## 読む文章
+++
また、易接着層、粒子層等を形成する場合は、グラビアコートやメタリングバーなどのコーティング技術を用いて、延伸前、または縦延伸と横延伸の間でコーティング成分をインラインで塗布してもよいし、延伸後オフラインコーティングしてもよい。
このようにして得られたポリエステルフィルムは、カルボキシル末端基量を18当量/トン以下にすることができる。また、耐加水分解性を向上させるために、ポリエステルフィルムのカルボキシル末端基量は、好ましくは16当量/トン以下、さらに好ましくは14当量/トン以下である。
本発明のポリエステルを使用したポリエステルフィルムは、ゲル状物による欠点が少なく、環状三量体の析出によるフィルム表面欠点が少ないので、磁気記録媒体用や光学基材用フィルム、金属貼り合わせ用フィルムおよび包装用フィルムに使用できる。また、カルボキシル末端基量が少なく、耐加水分解性に優れるので、屋外用のシートや環境面で優れた太陽電池バックシート用途に好適である。
以下本発明を実施例によりさらに詳細に説明する。
+++
## 課題 1
ポリエステルフィルムについての文章から、"本発明のポリエステルを使用し"から"以下本発明を実施例によりさらに詳細に説明する。"までを、そのまま書き写してください。
## 課題 2
ポリエステルフィルムについての文章で、カルボキシル末端基量の「さらに好ましい」範囲は何当量/トン以下とされていますか。
## 課題 3
ポリエステルフィルムについての文章によると、このフィルムが屋外用のシートや太陽電池バックシートの用途に向いているのはなぜですか。

## 資料
+++
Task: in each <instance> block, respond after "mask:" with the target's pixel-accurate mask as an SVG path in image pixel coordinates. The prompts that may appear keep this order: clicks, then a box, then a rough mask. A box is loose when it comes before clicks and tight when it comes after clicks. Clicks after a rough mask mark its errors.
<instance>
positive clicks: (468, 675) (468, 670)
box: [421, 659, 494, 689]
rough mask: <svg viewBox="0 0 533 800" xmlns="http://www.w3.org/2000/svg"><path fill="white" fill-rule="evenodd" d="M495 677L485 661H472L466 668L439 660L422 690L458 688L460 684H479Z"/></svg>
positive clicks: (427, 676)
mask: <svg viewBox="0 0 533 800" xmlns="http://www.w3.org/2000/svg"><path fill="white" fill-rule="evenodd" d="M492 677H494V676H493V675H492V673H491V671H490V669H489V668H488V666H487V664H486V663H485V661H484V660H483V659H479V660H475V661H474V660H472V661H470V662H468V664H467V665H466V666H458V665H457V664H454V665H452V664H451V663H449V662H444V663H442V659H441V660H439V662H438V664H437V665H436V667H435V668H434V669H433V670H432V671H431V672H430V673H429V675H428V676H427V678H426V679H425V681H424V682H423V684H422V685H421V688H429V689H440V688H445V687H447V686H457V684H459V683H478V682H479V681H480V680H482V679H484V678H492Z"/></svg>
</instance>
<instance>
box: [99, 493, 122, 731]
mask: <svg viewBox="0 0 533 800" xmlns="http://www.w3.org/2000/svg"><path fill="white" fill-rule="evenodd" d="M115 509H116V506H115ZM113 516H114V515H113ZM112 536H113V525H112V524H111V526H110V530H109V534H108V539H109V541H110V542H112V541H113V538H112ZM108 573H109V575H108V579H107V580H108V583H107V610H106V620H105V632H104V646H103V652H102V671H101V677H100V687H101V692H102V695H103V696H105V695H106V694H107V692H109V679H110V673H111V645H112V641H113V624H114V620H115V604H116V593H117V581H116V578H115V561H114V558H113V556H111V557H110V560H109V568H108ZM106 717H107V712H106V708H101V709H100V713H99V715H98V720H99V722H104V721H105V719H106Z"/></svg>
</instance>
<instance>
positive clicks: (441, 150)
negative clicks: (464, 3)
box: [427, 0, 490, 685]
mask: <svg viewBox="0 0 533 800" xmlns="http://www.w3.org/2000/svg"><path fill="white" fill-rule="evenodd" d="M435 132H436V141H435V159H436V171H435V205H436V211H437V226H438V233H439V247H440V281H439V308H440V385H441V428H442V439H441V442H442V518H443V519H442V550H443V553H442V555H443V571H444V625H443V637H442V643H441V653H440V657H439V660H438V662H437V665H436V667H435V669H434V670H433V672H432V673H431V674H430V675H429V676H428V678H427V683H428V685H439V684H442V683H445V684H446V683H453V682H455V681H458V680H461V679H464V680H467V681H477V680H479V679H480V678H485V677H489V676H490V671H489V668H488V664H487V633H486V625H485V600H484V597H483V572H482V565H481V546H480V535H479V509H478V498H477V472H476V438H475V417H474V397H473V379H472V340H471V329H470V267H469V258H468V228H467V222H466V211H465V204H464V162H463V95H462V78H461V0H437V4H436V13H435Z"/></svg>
+++
## 解答 1
本発明のポリエステルを使用したポリエステルフィルムは、ゲル状物による欠点が少なく、環状三量体の析出によるフィルム表面欠点が少ないので、磁気記録媒体用や光学基材用フィルム、金属貼り合わせ用フィルムおよび包装用フィルムに使用できる。また、カルボキシル末端基量が少なく、耐加水分解性に優れるので、屋外用のシートや環境面で優れた太陽電池バックシート用途に好適である。
以下本発明を実施例によりさらに詳細に説明する。

## 解答 2
14当量/トン以下です。

## 解答 3
カルボキシル末端基量が少なく、耐加水分解性に優れているからです。